## DATA FOR THIS EXERCISE
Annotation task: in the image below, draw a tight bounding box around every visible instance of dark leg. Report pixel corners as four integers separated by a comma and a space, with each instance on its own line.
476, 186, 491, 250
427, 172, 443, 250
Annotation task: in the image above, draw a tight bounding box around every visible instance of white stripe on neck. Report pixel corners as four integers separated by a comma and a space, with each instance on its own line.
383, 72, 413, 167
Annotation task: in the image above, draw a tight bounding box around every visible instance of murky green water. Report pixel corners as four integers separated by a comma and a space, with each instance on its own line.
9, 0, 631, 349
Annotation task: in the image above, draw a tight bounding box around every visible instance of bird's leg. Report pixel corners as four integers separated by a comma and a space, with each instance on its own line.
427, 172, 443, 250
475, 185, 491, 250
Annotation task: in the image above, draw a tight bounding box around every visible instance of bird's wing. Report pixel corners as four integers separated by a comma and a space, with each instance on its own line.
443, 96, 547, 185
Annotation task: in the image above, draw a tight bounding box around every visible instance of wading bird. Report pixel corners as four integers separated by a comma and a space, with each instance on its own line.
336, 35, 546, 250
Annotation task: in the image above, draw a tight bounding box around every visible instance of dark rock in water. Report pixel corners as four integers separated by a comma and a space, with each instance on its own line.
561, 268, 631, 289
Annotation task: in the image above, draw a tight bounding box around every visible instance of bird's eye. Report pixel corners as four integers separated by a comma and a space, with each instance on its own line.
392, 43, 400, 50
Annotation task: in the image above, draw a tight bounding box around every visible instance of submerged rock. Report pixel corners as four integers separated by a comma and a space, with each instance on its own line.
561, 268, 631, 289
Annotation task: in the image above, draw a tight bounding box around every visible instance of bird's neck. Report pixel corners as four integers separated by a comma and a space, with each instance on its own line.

## TASK DESCRIPTION
Go through the records above and repeat each one exactly.

## EXERCISE ANSWER
Annotation task: in the image below, draw a tight bounding box around every visible instance of dark leg. Report pixel corners as four integers separated by a comma and a space, with each instance on its own line.
476, 186, 491, 250
427, 172, 443, 250
Annotation task: in the image above, draw a tight bounding box around every visible instance of white stripe on neck. Report pixel corners as four integers separated by a comma and a space, with each instance on its own line.
383, 72, 413, 167
Annotation task: in the image above, draw a tight bounding box around every visible instance of murky green water. Report pixel corners as four integers separated by a comma and a space, with each instance on its own line.
9, 0, 631, 349
Annotation task: in the image above, draw a tight bounding box around every visible instance of bird's leg. Report pixel corners as four integers separated by a comma and a space, with each instance on its own line.
427, 172, 443, 250
475, 185, 491, 250
Annotation task: in the image above, draw a tight bounding box around every visible instance of bird's wing. Report pixel corners as four integers separated by a comma and a space, with each instance on its own line.
443, 96, 547, 185
Annotation task: in the image above, draw a tight bounding box around every visible instance of wading bird. Report pixel corners as four integers separated by a comma and a space, with each instance on its own line.
336, 35, 546, 250
Annotation task: in the image above, draw a tight bounding box around every visible instance of dark rock in water. Report pixel corners as four integers separated by a comma and a space, with each instance on its own line.
561, 268, 631, 289
Annotation task: in the image above, draw a tight bounding box around every visible instance of bird's eye. Report pixel corners as four integers separated by a comma and a space, with each instance on its own line.
392, 43, 400, 50
Annotation task: in the image above, draw a tight bounding box around every visible instance of submerged rock. Report pixel corners as four integers separated by a comma and a space, with each instance on its own line.
561, 268, 631, 289
Annotation task: in the image above, draw a tight bounding box around every visible instance of bird's neck. Report pixel corners as four integers separated by a comma and a space, with each instance on its own line.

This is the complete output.